* [TAREFAS A REALIZAR]:
**A.** Diga se cada afirmação abaixo está de acordo com a crítica de “Pantera Negra: Wakanda Para Sempre”. Responda sim ou não e cite as palavras da crítica que decidem cada caso. (i) Chadwick Boseman morreu aos 43 anos. (ii) Segundo a crítica, o filme conseguiu resolver a situação deixada pela morte do ator. (iii) A crítica considera a rainha Ramonda a pior coisa do filme.
**B.** Reproduza, sem alterações, o trecho da crítica de “Pantera Negra: Wakanda Para Sempre” que começa em “Com isso, a” e segue até “infelizmente, não conseguiu.”.

* [TEXTO FORNECIDO]:
Em 2020, por conta de um câncer de cólon, o mundo perdeu Chadwick Boseman aos 43 anos. O ator, que vivia enfim a sua grande oportunidade na carreira como o rei T’Challa / Pantera Negra, enfrentou uma realidade sombria em silêncio – como um elegante rei. Infelizmente, a batalha contou com um triste final para ele.
Com isso, a Marvel Studios perdeu um de seus pilares mais importantes para seu universo cinematográfico. Além do luto, havia um problema a ser resolvido: o segundo longa solo do personagem, que foi mantido mesmo após seu falecimento.
A casa do Homem de Ferro teve em “Pantera Negra: Wakanda Para Sempre” 161 minutos para solucionar tal situação. Também infelizmente, não conseguiu.
O longa oferece uma justa homenagem a Boseman, mas nada além. O filme peca em falta de personalidade e liderança. Havia boas ideias, mas que ficaram apenas no rascunho.
Atenção: há pequenos spoilers de “Pantera Negra: Wakanda Para Sempre” que não afetam a experiência.
Vida longa ao rei
A base de “Pantera Negra: Wakanda Para Sempre” é o luto que cada um se permite sentir ao se deparar com a morte. Chadwick Boseman é homenageado até mesmo nos créditos de abertura. A emoção pulsa fortemente durante a experiência. E, no fim das contas, é como se ele estivesse ali o tempo todo.
A retratação de luto da rainha Ramonda (Angela Bassett) também é correta. De longe, ao lado do vilão, a personagem é a melhor coisa do filme. Após perder tudo e lhe restar apenas a filha, ela precisa reagir ao mundo tentando se apropriar do vibranium na ausência de seu protetor.

* [ITENS FORNECIDOS]:
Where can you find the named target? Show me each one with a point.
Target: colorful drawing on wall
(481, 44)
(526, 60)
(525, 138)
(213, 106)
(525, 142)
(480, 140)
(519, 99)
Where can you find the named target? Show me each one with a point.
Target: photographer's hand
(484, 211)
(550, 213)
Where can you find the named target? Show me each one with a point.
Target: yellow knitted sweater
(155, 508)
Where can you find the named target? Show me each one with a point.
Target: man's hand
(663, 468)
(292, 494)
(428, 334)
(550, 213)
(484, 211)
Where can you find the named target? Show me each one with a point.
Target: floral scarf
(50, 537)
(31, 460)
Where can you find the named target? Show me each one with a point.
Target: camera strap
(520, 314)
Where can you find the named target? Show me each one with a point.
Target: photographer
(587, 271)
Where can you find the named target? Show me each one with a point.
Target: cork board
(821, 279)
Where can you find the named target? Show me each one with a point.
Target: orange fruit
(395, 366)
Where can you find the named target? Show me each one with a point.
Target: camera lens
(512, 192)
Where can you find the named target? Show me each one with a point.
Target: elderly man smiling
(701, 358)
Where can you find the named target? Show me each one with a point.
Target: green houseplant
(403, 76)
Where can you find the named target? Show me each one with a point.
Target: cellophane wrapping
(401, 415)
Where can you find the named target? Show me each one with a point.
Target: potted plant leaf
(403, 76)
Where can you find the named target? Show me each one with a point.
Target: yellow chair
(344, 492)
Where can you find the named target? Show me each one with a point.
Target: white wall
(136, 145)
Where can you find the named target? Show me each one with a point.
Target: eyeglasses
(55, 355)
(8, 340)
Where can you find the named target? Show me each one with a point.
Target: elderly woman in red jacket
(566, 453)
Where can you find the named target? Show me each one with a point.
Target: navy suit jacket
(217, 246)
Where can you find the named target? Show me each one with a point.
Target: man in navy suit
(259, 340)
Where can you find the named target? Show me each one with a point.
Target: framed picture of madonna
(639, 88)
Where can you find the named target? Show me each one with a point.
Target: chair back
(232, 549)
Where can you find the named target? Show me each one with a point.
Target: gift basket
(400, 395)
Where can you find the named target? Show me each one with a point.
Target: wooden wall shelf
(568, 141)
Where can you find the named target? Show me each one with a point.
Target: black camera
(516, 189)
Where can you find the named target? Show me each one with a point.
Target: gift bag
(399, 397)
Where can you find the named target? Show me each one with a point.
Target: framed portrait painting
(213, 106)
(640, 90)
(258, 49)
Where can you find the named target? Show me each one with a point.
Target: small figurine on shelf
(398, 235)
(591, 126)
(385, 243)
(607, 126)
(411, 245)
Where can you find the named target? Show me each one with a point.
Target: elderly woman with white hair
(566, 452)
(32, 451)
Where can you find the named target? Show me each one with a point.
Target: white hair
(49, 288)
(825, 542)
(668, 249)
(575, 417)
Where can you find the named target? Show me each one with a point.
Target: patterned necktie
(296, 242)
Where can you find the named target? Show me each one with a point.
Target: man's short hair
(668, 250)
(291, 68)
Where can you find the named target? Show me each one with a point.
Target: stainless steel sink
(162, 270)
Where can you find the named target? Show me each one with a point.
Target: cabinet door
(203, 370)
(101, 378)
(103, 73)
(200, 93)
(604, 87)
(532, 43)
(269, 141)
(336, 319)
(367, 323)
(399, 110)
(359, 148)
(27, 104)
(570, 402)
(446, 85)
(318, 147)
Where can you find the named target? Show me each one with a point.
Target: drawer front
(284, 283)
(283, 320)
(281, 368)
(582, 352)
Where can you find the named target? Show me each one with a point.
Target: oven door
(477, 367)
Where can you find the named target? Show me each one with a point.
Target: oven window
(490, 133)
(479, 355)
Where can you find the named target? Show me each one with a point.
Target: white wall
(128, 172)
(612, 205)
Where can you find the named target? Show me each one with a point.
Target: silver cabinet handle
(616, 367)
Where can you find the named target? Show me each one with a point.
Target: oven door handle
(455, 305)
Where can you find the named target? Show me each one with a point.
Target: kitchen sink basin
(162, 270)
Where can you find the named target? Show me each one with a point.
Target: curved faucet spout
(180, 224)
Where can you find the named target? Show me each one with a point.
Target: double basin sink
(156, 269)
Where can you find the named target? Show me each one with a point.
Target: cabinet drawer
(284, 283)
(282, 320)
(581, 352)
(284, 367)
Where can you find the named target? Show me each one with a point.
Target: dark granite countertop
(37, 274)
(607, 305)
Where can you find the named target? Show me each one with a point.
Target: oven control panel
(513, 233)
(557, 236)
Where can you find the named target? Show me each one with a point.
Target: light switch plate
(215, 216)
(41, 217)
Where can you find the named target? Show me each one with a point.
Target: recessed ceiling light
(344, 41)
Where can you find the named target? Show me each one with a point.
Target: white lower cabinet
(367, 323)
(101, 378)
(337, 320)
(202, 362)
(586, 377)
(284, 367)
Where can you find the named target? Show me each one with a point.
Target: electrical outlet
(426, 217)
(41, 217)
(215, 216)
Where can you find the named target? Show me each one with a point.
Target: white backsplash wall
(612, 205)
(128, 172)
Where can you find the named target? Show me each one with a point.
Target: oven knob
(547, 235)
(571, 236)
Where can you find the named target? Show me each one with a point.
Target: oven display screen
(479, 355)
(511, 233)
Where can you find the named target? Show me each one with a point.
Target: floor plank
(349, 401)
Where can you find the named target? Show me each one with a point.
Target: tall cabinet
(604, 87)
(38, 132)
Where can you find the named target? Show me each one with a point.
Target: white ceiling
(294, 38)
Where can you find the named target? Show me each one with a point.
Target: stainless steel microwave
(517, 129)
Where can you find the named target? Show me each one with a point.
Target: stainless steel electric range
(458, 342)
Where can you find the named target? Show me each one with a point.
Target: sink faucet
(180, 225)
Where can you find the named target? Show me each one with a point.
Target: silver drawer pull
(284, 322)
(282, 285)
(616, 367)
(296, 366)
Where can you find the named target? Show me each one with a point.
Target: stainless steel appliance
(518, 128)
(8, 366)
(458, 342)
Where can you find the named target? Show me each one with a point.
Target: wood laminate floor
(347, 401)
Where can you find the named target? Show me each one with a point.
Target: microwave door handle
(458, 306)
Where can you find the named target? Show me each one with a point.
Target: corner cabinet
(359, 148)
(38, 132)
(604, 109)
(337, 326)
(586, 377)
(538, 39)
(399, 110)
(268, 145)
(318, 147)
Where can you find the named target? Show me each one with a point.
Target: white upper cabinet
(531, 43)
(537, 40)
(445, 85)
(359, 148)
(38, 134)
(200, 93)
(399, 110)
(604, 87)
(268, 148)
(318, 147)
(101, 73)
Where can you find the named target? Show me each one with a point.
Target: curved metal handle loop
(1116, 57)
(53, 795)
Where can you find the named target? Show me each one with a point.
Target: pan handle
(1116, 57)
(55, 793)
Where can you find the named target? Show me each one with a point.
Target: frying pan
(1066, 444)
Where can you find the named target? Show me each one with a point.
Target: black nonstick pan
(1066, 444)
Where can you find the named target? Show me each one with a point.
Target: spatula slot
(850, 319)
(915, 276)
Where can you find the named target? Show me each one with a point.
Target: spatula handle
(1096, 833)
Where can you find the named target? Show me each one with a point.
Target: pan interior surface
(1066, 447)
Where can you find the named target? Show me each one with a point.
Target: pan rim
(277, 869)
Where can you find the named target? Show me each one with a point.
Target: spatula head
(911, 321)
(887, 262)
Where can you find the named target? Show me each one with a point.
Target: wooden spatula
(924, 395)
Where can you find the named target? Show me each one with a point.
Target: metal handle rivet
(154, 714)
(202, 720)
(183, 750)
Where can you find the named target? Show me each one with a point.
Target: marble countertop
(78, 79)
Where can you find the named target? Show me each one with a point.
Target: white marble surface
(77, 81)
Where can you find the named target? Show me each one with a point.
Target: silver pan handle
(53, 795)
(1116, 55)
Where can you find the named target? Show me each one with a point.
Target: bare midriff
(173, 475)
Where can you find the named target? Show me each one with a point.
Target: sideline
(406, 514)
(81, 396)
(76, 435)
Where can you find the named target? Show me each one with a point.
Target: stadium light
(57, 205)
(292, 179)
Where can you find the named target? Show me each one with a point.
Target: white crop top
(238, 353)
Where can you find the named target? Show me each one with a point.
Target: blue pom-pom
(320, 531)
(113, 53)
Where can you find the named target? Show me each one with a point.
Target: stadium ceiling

* [SOLUÇÕES]:
**A.**
(i) Sim: “o mundo perdeu Chadwick Boseman aos 43 anos”
(ii) Não: “Também infelizmente, não conseguiu.”
(iii) Não: “a personagem é a melhor coisa do filme”

**B.**
Com isso, a Marvel Studios perdeu um de seus pilares mais importantes para seu universo cinematográfico. Além do luto, havia um problema a ser resolvido: o segundo longa solo do personagem, que foi mantido mesmo após seu falecimento.
A casa do Homem de Ferro teve em “Pantera Negra: Wakanda Para Sempre” 161 minutos para solucionar tal situação. Também infelizmente, não conseguiu.